INSTRUCTIONS TO FOLLOW: Can you give all the records again without altering a single character?

DATASET ENTRIES Start Marker

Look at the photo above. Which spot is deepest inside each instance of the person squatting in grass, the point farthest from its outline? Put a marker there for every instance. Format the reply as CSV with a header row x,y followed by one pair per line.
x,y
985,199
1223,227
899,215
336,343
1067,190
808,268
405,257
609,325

DATASET ENTRIES End Marker

WRITTEN SOLUTION:
Look at the photo above. Which spot is deepest inside each instance of the person squatting in grass, the point farthest from its outline? Put a marker there for every instance. Format the reply as CSV with a header row x,y followed by one pair per line.
x,y
985,199
1223,227
899,215
336,343
1067,190
808,268
405,257
609,325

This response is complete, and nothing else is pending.